Aim
Reproduce each of the rows below word for word, keeping every line unchanged.

Stored rows
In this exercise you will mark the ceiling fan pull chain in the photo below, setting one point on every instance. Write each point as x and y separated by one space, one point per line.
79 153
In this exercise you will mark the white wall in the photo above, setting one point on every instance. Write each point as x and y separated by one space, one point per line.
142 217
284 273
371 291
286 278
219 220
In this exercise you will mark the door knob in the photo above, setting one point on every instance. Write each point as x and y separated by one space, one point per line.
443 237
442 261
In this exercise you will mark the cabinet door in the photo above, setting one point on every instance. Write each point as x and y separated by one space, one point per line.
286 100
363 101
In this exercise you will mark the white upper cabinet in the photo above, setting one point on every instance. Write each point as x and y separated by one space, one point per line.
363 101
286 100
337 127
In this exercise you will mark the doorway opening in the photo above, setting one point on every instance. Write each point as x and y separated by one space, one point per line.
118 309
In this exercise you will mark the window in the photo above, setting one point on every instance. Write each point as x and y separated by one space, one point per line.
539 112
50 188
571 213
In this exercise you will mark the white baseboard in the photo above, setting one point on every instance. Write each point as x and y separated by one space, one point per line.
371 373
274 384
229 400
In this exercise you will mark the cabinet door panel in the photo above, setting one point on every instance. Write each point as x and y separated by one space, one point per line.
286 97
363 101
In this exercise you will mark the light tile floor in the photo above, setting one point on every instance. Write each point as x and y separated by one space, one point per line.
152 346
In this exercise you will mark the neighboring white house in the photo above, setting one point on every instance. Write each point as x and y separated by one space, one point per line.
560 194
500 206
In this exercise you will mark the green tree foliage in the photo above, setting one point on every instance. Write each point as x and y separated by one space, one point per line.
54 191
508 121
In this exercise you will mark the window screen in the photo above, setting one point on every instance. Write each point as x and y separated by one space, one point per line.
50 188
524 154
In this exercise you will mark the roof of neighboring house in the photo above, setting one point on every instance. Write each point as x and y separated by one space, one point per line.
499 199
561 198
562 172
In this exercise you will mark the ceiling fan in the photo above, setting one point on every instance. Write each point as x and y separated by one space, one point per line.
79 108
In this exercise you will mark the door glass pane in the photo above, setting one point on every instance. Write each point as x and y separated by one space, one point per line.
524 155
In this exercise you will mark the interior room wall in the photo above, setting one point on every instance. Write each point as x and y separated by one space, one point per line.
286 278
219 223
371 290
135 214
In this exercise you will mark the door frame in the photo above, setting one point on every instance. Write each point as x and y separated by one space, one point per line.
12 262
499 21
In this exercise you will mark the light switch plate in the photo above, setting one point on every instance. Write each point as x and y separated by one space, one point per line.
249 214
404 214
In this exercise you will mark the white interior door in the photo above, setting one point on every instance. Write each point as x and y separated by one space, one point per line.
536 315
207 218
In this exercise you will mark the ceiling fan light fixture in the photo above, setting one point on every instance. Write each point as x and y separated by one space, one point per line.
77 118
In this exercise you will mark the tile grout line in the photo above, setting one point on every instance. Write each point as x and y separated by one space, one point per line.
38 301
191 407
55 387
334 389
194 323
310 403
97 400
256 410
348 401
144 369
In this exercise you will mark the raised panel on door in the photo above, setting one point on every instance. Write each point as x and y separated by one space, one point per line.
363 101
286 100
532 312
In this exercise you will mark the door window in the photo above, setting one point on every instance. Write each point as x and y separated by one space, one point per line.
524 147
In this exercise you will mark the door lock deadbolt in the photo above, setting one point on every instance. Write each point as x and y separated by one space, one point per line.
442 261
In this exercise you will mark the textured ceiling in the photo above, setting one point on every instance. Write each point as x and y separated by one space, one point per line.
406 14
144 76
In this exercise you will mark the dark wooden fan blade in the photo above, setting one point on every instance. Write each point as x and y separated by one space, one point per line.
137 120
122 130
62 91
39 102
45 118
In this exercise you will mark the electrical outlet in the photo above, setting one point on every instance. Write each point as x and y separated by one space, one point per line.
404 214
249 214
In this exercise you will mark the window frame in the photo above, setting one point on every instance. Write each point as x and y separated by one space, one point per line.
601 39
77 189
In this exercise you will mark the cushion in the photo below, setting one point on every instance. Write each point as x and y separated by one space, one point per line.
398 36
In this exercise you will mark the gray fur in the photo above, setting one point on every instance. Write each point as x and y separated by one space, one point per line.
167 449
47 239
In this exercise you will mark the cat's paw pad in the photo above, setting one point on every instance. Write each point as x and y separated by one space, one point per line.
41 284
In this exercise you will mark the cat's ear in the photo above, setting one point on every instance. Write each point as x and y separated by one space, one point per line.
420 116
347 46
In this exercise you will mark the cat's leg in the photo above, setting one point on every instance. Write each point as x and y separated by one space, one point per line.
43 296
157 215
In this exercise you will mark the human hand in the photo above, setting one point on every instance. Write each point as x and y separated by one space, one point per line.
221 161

Answer to the task
In this exercise you will mark the ceiling fan pull chain in the photo below, setting one point on every instance. Write each point as x and y separated by one space, one point per line.
79 153
In this exercise you will mark the white wall in the photo above, setting one point on every instance. Write each point as x and y separated by one space, one point per line.
142 217
284 273
371 291
286 278
219 220
In this exercise you will mark the door knob in the photo above, setting one point on every instance. Write each point as x and y separated by one space, one point per line.
443 237
442 261
In this exercise you will mark the cabinet door in the photo above, setting one point on every instance. Write each point as x and y separated by one space, one point per line.
286 100
363 101
In this exercise you will mark the white upper cabinet in the photo above, setting one point on every instance. Write each point as x and y separated by one space, one point per line.
363 101
286 100
337 127
In this exercise you will mark the doorway opening in the photo above, setting one point on every instance. Write each point as x and y separated by one space, one point per line.
118 309
In this exercise you will mark the window in the photo above, setting one point on every instance. Write each point as x and y separated by one space, one point per line.
539 112
50 188
571 213
In this exercise you will mark the white baseboard in the photo above, setting one point on every instance. Write each point as x and y separated by one space, one point per line.
371 373
274 384
229 400
In this exercise you will mark the cabinet door panel in the photo above, setting one point on every instance. Write each point as x and y separated by one space, one point per line.
286 97
363 101
In this exercise you will mark the light tile floor in the photo above, setting one point on every instance. Write each point as x and y separated by one space, one point per line.
152 346
In this exercise you will mark the neighboring white house in the photo above, setting one point on every instance. Write each point as x and y separated by one space, one point per line.
560 194
500 206
In this exercise you will mark the green tree foliage in the photo above, setting one point on every instance. Write each point as x and y separated by one space, one point per line.
54 191
508 121
In this exercise you will mark the window screen in the photo above, setting one point on every instance. Write each point as x and y separated by one space, one point per line.
50 188
524 154
In this exercise you will mark the roof of neighboring house in the photo above, setting one point on every instance. Write each point as x and y separated by one space, one point per line.
499 199
561 198
562 172
In this exercise you will mark the ceiling fan in the photo above, setting one point on every instance. Write each point as x and y separated by one space, one point per line.
79 108
In this exercise you will mark the door glass pane in the photo above, setting one point on every instance. Write each point as x and y separated by one space, one point per line.
524 155
In this exercise you will mark the interior room wall in the photo above, setting one point on every instance. Write each point as x and y separated by one space, one point per line.
286 278
219 223
371 290
135 214
In this exercise you will mark the door frame in the photo above, setting one point on every instance. Write each point as x and y separated by one space, one point per line.
12 262
499 21
In this exercise you will mark the light switch plate in the photo above, setting one point on every instance. Write each point as x and y separated by one space, one point per line.
249 214
404 214
In this exercise you will mark the white interior door in the photo above, setting one point on every instance. Write each point as x and y separated by one space, one point per line.
536 315
207 218
In this exercise you will mark the ceiling fan light fixture in the photo above, setting one point on every instance. Write each point as x and y separated by one space, one point per line.
77 118
In this exercise you will mark the tile grout line in the photo above, setting one point on every instance. Write each point as x and y separated by one space, one point per line.
38 301
191 407
55 387
334 389
194 323
310 403
97 400
256 410
348 401
144 369
In this exercise you will mark the raised panel on door in the photo above, setting one point on every instance. Write each point as x and y separated by one space, one point per line.
363 101
286 100
532 312
In this exercise you will mark the door window in the photo above, setting one point on every instance. Write each point as x and y separated by one space, one point per line.
524 147
In this exercise you will mark the door lock deadbolt in the photo above, setting one point on every instance. Write each point as x and y separated by one space, one point per line.
442 261
In this exercise you will mark the textured ceiling in the photo above, setting one point on every instance. Write each point as x and y separated by one space, one point per line.
406 14
144 76
In this exercise you will mark the dark wooden fan blade in the photo above, setting one point on every instance. Write each point as x and y separated by one space, one point per line.
137 120
122 130
62 91
39 102
45 118
In this exercise you will mark the electrical outlet in the photo above, setting one point on every instance. Write each point as x and y separated by one space, one point per line.
404 214
249 214
In this exercise you will mark the window frame in the photo above, setting one point on every instance. Write each point as x and y separated by one space, one point per line.
601 39
77 189
In this exercise you will mark the cushion in the photo below, setting one point on every instance. Write each point as x and y separated by one space, one point per line.
398 36
In this exercise you will mark the gray fur in the photo above, setting one point on every instance. Write each point as x and y separated by one space, one point per line.
167 449
47 239
In this exercise you will mark the cat's paw pad in the photo above, setting one point on every instance. Write each point as x and y separated by one space, one point per line.
41 284
In this exercise you will mark the cat's ear in the photo above, setting one point on every instance. Write each point as x and y separated by one space, one point per line.
420 116
347 46
In this exercise you will mark the cat's leg in the photo above, setting one point on every instance. Write each point as x and y separated by one space, one point per line.
43 296
157 215
In this exercise you will mark the human hand in the photo above, setting one point on every instance. Write each point as x and y separated by one space, one point per line.
221 161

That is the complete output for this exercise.